(EXTRACTED MATERIAL Opens)

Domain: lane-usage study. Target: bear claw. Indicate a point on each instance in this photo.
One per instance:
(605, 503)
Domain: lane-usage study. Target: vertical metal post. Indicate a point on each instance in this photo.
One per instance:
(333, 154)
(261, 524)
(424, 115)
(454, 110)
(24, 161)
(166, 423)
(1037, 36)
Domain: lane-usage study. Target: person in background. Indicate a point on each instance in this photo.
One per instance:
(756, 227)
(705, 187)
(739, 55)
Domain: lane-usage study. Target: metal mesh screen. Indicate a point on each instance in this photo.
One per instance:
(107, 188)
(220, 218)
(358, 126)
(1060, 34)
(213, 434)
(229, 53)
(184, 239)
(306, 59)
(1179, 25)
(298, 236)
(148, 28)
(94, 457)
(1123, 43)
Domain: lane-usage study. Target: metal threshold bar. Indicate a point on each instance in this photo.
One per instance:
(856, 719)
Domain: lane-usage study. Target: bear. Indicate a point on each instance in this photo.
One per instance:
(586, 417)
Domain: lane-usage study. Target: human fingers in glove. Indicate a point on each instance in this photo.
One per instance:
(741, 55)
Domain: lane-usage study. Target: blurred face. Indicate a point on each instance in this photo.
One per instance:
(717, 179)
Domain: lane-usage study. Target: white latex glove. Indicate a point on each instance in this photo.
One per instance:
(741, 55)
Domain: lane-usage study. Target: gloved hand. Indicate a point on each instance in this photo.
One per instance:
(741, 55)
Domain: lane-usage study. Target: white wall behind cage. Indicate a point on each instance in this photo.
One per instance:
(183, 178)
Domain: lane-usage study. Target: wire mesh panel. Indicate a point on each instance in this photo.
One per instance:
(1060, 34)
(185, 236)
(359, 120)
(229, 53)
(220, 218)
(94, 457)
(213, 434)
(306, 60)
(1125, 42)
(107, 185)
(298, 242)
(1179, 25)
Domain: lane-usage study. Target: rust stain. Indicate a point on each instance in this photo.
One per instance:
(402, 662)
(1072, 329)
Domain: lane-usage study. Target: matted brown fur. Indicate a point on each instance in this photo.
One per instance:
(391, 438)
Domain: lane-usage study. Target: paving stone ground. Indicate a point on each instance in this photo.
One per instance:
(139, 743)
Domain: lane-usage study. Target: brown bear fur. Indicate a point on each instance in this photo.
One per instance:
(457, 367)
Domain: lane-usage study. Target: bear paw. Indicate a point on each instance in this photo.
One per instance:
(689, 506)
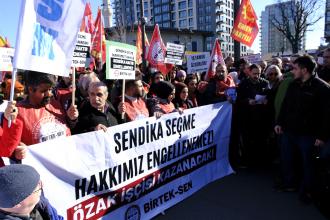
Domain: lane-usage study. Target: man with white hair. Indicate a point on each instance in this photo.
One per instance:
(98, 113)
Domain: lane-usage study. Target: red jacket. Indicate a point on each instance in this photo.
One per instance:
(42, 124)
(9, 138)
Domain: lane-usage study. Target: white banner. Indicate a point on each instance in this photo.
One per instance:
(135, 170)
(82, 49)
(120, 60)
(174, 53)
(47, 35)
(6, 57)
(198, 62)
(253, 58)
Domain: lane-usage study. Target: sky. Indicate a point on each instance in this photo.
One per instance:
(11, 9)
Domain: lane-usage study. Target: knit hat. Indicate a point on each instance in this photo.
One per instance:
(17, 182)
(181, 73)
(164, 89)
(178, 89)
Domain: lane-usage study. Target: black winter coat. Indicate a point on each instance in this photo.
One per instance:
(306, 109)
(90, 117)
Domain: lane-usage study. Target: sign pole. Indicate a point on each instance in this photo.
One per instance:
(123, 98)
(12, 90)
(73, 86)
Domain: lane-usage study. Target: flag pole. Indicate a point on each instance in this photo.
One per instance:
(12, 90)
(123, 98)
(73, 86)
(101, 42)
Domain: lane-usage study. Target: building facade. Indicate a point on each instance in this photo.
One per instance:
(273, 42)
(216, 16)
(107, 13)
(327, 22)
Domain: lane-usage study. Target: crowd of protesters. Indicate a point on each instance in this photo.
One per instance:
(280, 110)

(EXTRACTED MATERIAL Closes)
(EXTRACTED MATERIAL Opens)

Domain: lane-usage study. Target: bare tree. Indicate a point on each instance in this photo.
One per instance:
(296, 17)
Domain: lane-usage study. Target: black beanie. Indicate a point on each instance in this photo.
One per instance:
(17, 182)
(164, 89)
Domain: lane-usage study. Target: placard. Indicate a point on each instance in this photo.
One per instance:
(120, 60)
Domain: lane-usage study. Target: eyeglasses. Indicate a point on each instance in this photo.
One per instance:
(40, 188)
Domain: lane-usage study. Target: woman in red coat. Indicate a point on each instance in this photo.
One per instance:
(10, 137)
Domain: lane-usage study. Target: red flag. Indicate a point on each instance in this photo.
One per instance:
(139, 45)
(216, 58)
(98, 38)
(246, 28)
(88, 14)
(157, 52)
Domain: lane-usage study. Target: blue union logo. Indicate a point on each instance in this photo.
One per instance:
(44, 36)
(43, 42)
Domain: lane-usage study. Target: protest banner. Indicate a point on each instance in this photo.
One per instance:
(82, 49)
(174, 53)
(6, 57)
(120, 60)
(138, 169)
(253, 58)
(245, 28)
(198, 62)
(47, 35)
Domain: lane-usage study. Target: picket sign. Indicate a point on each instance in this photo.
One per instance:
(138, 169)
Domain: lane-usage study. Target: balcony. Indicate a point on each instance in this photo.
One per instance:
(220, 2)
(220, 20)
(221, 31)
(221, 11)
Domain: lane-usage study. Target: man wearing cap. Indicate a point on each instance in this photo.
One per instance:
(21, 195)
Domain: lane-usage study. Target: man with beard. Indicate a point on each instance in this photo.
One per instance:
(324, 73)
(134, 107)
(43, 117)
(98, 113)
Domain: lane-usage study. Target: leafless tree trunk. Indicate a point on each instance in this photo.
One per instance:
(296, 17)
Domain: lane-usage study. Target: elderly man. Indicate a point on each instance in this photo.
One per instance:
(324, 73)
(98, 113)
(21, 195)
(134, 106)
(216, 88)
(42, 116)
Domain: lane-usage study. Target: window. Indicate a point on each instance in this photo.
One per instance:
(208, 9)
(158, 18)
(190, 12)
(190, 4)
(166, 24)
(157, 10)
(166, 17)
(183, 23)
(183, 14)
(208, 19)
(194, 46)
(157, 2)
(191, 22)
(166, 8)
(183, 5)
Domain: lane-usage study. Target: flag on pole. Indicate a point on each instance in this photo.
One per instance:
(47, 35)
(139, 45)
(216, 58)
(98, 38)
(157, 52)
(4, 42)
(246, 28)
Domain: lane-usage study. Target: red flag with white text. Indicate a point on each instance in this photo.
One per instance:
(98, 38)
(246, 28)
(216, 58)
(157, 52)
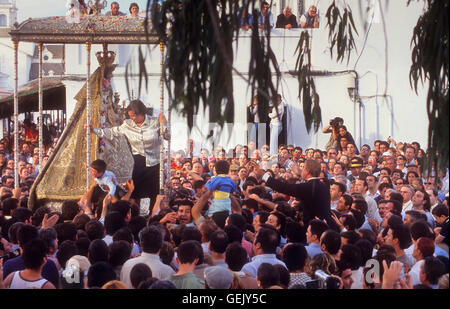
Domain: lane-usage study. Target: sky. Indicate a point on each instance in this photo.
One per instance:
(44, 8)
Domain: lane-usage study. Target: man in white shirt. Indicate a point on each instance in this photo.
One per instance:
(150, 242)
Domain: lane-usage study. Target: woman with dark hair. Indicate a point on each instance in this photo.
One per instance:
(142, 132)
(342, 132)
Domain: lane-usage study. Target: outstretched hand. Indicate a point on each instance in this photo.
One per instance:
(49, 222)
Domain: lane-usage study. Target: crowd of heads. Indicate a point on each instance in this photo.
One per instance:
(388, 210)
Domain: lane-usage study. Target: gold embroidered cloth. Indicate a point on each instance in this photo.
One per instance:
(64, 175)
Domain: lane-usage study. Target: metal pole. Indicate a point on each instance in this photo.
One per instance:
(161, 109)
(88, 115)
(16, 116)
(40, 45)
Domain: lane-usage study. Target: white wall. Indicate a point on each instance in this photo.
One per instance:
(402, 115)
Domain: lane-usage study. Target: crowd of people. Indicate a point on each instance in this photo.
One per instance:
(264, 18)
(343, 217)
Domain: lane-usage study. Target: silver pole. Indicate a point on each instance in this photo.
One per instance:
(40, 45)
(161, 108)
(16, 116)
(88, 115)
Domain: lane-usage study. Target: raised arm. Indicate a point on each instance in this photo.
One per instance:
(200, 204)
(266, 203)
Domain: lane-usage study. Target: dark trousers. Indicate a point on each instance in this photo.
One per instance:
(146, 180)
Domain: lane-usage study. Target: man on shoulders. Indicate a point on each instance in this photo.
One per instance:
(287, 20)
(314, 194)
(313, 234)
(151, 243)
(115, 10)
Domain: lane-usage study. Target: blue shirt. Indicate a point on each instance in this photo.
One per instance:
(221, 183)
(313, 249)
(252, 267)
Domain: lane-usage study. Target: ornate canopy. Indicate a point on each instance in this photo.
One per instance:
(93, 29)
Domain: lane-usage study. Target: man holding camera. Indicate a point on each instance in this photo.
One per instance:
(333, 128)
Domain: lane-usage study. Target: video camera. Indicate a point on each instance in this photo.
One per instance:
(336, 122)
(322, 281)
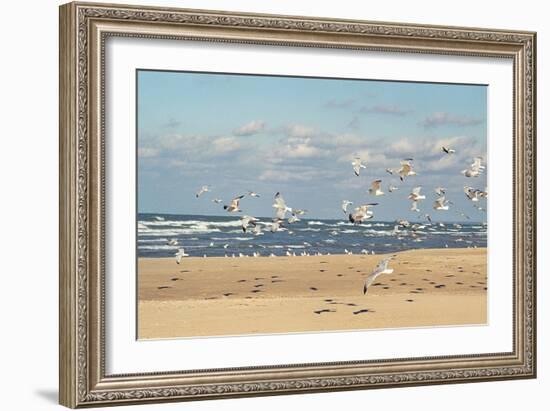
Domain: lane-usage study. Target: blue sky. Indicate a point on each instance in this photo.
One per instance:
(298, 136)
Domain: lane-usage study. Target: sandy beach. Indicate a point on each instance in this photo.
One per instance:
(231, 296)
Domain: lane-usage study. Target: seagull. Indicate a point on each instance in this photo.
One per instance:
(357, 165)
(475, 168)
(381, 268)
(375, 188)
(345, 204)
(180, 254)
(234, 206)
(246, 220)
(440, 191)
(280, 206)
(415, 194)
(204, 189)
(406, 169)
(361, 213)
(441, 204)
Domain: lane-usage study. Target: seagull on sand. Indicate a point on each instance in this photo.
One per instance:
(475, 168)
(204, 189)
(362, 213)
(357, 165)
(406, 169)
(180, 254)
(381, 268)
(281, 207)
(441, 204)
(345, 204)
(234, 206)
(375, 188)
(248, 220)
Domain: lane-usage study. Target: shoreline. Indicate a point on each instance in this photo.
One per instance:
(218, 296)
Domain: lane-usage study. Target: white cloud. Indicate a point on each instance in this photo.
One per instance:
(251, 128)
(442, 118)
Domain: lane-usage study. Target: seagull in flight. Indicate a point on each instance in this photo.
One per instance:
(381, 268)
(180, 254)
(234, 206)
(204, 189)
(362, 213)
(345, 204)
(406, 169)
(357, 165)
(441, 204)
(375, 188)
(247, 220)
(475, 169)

(EXTRACTED MATERIAL Closes)

EXERCISE: Gather each line in the entries above where the string "with" is found.

ANSWER SECTION:
Domain: lane-usage study. Target: man with white hair. Indicate a point on each instance in this photo.
Domain: lane-usage study. Target: man with beard. Indicate a point on each instance in this photo.
Domain: lane-usage study. Target: red flag with white text. Indicate a point on each instance in this photo.
Domain: lane-usage study. Target: woman with dark hair. Indicate a point on each instance in this photo.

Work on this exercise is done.